Rewrite the stretch of material from the line containing "occurrence of dhl" through the end of the material, renaming "dhl logo" to "DHL logo" and leaving everything else unchanged.

** Begin Material to process **

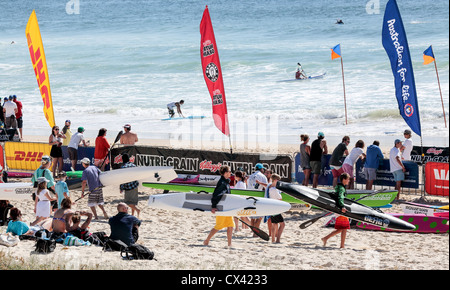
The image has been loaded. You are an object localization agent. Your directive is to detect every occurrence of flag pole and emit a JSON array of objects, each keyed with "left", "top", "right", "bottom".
[
  {"left": 431, "top": 46, "right": 447, "bottom": 128},
  {"left": 341, "top": 56, "right": 347, "bottom": 125}
]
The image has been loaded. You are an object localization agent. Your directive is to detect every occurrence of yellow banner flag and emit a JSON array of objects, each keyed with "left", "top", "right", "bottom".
[{"left": 25, "top": 10, "right": 55, "bottom": 127}]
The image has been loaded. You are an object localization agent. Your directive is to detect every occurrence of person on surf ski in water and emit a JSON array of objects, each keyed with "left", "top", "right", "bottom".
[
  {"left": 295, "top": 63, "right": 308, "bottom": 80},
  {"left": 167, "top": 100, "right": 184, "bottom": 118}
]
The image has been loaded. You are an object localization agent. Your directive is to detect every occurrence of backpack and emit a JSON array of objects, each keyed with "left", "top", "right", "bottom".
[
  {"left": 34, "top": 238, "right": 56, "bottom": 254},
  {"left": 120, "top": 244, "right": 156, "bottom": 261}
]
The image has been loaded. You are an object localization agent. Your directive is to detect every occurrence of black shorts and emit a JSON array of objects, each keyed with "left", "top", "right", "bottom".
[{"left": 270, "top": 214, "right": 284, "bottom": 224}]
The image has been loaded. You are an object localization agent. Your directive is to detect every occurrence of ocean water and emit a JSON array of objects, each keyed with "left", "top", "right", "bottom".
[{"left": 0, "top": 0, "right": 449, "bottom": 146}]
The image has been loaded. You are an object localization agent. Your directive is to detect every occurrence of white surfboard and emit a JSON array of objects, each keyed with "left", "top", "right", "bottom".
[
  {"left": 0, "top": 182, "right": 36, "bottom": 200},
  {"left": 99, "top": 166, "right": 178, "bottom": 186},
  {"left": 148, "top": 193, "right": 291, "bottom": 216}
]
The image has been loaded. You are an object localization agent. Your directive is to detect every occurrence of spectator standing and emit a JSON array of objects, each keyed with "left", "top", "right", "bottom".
[
  {"left": 364, "top": 140, "right": 384, "bottom": 190},
  {"left": 389, "top": 139, "right": 406, "bottom": 199},
  {"left": 309, "top": 132, "right": 328, "bottom": 188}
]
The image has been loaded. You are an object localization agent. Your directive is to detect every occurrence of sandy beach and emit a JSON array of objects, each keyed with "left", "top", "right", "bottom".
[{"left": 0, "top": 136, "right": 449, "bottom": 270}]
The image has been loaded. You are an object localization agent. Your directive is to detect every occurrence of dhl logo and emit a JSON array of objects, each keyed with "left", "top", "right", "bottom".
[{"left": 14, "top": 150, "right": 44, "bottom": 162}]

** End Material to process **

» Exercise solution
The image has been loaded. You are an object localization agent. Your directive is to detect every occurrence of DHL logo and emit a JSON array of objects, each keyed with "left", "top", "right", "bottom".
[{"left": 14, "top": 150, "right": 44, "bottom": 162}]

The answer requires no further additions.